(Natural language region descriptions)
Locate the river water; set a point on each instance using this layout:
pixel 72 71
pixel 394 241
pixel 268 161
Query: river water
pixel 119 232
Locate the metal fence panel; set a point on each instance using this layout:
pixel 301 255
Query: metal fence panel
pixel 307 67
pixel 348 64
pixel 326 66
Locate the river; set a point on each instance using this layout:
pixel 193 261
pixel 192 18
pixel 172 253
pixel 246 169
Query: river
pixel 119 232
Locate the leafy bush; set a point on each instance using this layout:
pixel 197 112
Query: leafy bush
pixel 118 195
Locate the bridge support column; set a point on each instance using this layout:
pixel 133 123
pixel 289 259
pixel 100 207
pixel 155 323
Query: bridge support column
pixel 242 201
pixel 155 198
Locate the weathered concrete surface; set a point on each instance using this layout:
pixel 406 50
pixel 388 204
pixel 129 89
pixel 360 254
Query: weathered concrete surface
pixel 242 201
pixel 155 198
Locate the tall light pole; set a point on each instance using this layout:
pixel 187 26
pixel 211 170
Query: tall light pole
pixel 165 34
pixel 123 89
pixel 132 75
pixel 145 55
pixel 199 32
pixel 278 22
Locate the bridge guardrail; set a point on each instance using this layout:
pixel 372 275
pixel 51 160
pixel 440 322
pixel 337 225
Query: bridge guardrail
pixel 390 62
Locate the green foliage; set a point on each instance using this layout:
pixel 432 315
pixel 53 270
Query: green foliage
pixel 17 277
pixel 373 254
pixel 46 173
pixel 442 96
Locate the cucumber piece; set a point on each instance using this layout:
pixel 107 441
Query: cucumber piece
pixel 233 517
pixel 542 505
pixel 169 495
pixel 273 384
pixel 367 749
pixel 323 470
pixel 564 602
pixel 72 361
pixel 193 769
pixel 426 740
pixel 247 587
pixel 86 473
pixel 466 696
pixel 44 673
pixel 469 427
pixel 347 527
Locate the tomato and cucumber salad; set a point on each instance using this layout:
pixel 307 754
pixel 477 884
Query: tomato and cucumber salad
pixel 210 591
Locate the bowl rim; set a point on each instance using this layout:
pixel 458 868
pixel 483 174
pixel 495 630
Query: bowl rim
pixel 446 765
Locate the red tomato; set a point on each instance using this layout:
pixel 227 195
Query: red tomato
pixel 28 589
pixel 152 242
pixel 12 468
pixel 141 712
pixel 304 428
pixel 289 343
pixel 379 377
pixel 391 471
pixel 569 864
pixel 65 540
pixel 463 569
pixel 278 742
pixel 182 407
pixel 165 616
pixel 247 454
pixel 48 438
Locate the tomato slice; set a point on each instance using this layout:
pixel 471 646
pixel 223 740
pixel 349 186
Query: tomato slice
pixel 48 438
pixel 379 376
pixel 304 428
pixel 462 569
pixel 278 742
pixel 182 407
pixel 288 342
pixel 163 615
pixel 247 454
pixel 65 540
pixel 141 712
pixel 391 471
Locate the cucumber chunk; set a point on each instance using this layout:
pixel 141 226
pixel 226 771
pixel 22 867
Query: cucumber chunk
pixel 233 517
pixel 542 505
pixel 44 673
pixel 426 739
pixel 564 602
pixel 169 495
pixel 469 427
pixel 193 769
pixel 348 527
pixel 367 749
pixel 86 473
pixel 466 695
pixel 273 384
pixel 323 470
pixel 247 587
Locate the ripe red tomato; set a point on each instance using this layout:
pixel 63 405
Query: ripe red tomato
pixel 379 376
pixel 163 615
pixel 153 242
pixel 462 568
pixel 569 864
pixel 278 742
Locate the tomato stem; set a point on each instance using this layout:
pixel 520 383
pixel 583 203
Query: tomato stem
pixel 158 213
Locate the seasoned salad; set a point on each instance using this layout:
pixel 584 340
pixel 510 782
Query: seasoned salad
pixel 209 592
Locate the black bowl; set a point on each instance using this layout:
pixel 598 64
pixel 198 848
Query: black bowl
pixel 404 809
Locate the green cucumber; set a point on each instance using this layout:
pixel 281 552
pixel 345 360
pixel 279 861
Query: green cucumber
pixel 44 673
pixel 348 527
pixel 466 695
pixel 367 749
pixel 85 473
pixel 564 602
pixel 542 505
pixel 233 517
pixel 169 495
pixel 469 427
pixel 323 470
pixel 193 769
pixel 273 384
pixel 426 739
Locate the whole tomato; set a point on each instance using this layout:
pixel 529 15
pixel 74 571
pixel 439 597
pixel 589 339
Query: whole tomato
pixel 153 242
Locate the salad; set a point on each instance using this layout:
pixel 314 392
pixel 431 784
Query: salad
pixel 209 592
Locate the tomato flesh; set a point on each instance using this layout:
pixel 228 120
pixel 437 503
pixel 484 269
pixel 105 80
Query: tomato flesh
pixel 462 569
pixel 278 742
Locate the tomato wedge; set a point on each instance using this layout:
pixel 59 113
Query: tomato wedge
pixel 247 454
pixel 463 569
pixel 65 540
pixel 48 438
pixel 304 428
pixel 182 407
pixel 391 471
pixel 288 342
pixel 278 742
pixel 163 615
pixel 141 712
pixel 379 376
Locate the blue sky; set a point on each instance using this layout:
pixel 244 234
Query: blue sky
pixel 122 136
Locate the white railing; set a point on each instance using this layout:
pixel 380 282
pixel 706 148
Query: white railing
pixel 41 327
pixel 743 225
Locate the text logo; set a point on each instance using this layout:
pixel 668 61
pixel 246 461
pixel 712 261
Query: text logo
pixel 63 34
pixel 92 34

Task brief: Please output only the lines from the first line of the entries through the line with "pixel 289 259", both included, exactly as written.

Response to this exercise:
Locate the river water; set a point on each instance using this layout:
pixel 72 71
pixel 394 241
pixel 268 161
Query: river water
pixel 119 232
Locate the metal fence panel; set a point on each instance using this layout:
pixel 301 255
Query: metal fence panel
pixel 307 67
pixel 348 64
pixel 326 66
Locate the river; set a point on each instance using this layout:
pixel 193 261
pixel 192 18
pixel 172 253
pixel 246 169
Query: river
pixel 119 232
Locate the leafy bush; set a point on each instance using this layout:
pixel 197 112
Query: leafy bush
pixel 118 195
Locate the bridge support column; set a point on each instance using this layout:
pixel 133 123
pixel 289 259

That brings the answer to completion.